Return each entry exactly, with none missing.

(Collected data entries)
- - -
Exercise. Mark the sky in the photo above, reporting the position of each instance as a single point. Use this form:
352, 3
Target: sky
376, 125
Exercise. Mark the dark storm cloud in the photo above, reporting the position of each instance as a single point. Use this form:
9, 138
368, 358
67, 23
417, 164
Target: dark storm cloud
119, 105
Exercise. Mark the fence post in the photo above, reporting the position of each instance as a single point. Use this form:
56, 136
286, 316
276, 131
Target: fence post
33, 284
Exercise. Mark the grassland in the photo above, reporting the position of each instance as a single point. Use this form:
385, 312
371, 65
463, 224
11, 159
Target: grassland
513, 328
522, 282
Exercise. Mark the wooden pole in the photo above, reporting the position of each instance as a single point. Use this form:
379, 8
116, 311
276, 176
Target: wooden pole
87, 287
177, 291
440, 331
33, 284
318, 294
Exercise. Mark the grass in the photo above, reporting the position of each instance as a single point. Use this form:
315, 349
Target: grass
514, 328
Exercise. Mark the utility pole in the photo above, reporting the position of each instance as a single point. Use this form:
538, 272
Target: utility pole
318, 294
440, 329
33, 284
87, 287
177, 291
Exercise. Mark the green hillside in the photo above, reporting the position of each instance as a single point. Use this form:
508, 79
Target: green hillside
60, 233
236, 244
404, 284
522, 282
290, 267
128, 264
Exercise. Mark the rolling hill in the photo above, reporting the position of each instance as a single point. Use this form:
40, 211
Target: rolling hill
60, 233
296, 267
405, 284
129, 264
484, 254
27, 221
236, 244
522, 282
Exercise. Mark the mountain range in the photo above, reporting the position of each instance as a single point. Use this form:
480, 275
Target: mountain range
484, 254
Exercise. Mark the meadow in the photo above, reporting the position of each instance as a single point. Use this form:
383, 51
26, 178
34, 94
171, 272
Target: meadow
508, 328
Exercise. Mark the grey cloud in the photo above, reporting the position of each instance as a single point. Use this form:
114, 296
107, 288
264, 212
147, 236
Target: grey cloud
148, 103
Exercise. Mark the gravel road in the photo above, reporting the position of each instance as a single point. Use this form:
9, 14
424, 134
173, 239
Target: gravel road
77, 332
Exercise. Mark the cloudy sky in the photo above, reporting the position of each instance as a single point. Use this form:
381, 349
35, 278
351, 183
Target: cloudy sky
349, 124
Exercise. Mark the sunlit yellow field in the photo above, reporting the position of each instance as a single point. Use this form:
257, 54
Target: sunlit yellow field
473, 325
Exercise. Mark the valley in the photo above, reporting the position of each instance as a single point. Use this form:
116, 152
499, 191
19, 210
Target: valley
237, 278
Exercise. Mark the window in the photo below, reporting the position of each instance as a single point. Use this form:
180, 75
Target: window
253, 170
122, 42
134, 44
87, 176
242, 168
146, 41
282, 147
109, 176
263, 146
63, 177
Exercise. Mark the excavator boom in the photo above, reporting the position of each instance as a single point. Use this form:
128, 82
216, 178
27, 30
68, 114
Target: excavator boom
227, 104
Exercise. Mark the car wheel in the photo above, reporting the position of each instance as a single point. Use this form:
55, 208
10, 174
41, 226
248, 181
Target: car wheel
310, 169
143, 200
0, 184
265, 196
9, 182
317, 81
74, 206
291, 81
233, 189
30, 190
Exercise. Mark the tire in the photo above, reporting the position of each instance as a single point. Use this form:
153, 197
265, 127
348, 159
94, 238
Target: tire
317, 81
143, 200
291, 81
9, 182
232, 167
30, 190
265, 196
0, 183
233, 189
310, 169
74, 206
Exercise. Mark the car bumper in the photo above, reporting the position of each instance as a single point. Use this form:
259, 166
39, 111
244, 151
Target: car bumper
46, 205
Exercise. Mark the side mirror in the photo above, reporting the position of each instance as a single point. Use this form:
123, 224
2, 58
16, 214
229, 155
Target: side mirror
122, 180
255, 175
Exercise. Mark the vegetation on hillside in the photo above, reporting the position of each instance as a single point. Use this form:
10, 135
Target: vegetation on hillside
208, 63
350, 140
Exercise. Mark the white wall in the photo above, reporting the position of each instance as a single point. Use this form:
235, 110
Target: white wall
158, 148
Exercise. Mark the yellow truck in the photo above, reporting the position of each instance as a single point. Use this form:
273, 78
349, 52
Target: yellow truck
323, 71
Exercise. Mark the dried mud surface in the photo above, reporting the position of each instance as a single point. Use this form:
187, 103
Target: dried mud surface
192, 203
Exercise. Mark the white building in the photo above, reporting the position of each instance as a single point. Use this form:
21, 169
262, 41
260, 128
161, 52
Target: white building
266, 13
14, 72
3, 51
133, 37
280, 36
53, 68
- - -
* [Answer to the task]:
Exercise. Mark the sky in the photo above, reporting the position of each instance as a single point. Use this form:
352, 3
Target: sky
376, 125
Exercise. Mark the dark storm cloud in the photo above, reporting the position of each instance as a single point. Use this form:
9, 138
368, 358
67, 23
417, 164
Target: dark storm cloud
119, 105
Exercise. Mark the fence post in the photo above, reporting the position of each instance as a single point. Use this form:
56, 136
286, 316
276, 131
Target: fence post
33, 284
Exercise. Mark the grassland in the photo above, reporting the position of each instance as a single point. Use this form:
385, 312
371, 65
463, 224
11, 159
Target: grassland
513, 328
522, 282
Exercise. Mark the wooden pole in the photo above, reporting the position of each instance as a single point. Use this form:
379, 8
116, 311
276, 176
Target: wooden pole
87, 287
177, 291
440, 331
33, 284
318, 294
Exercise. Mark the grass in the photo above, reporting the position of each instance as a single point. Use this form:
315, 349
Target: grass
514, 328
Exercise. Mark the utility pole in the photo above, reporting the position of each instance as a single point. Use this form:
538, 272
Target: utility pole
318, 294
440, 329
33, 284
87, 287
177, 291
Exercise. Mark the green hillside in the photo above, reporting the position of each instance as a single point. Use this form:
508, 79
Target: green hillside
60, 233
236, 244
404, 284
522, 282
290, 267
128, 264
Exercise. Mark the rolling hill in the photo above, reporting the position of each instance as a single point. Use this form:
40, 211
Target: rolling hill
60, 233
296, 267
405, 284
129, 264
484, 254
27, 221
236, 244
522, 282
Exercise. Mark the mountain range in the photo above, reporting the position of each instance as a single point. Use this form:
480, 275
Target: mountain range
484, 254
Exercise. Mark the meadow in the photo above, reporting the position of each instance as a single point. Use this form:
383, 51
26, 178
34, 94
171, 272
Target: meadow
508, 328
Exercise. Mark the grey cloud in the photo above, reporting the position of each instance as a single point. Use this form:
114, 296
107, 288
264, 212
147, 236
Target: grey cloud
148, 103
Exercise. Mark the gravel road in the photo above, reporting the position of each instance as a single point. Use this form:
9, 14
424, 134
173, 239
Target: gravel road
77, 332
Exercise. Mark the cloudy sky in the photo above, reporting the position of each instance as a single point. Use this form:
381, 349
35, 278
351, 183
Target: cloudy sky
349, 124
Exercise. Mark the sunlit yellow field in the photo above, reporting the position of each instance as a single point. Use this form:
257, 54
Target: sunlit yellow field
473, 325
Exercise. Mark the valley in the photo above, reporting the position of each instance as a single point. Use this form:
116, 152
499, 191
19, 210
Target: valley
237, 278
Exercise. Mark the window in the photo below, reporting the position of each instance as a single point. Use this form:
180, 75
Target: window
253, 170
122, 42
134, 44
87, 176
242, 168
146, 41
282, 147
109, 176
263, 146
63, 177
Exercise. Mark the excavator boom in the photo above, reporting the position of each instance as a single point. Use this form:
128, 82
216, 178
27, 30
68, 114
Target: excavator boom
227, 104
Exercise. Mark the car wheel in the photo above, reporting the position of each instance as a single point. Use this form:
55, 208
10, 174
41, 226
248, 181
Target: car wheel
310, 169
143, 200
0, 184
265, 196
9, 182
317, 81
74, 206
291, 81
233, 189
30, 190
Exercise. Mark the tire in the photo above, reporting the position of each instance as a single point. Use this form:
153, 197
265, 127
348, 159
94, 238
Target: tire
317, 81
143, 200
291, 81
9, 182
232, 167
30, 190
265, 196
0, 183
233, 189
310, 169
74, 206
Exercise. Mark the car bumper in the photo above, reporting the position of each instance as a single point. Use this form:
259, 166
39, 111
244, 151
Target: car bumper
46, 205
Exercise. Mark the side mirror in the photo above, reporting the position of each instance as a single point. Use this form:
123, 224
2, 58
16, 214
229, 155
Target: side mirror
122, 180
255, 175
Exercise. Mark the vegetation on hillside in the photo above, reporting the position of each instance as a single point. Use this form:
10, 135
Target: vegetation on hillside
208, 63
350, 140
Exercise. Mark the white wall in the photo above, reporting the position of each instance as a single point. Use this form:
235, 110
Target: white wall
158, 148
Exercise. Mark the yellow truck in the photo above, reporting the position of each instance as a single point. Use this form:
273, 78
349, 52
Target: yellow truck
323, 71
Exercise. Mark the dried mud surface in the photo above, reporting the position of each instance as a single point. Use this form:
187, 103
Target: dried mud surface
192, 203
Exercise. Mark the white building in the photo above, reporting the position of each instance as a single point. Use this form:
21, 169
262, 41
260, 128
161, 52
Target: white building
266, 13
14, 72
3, 51
133, 37
280, 36
53, 68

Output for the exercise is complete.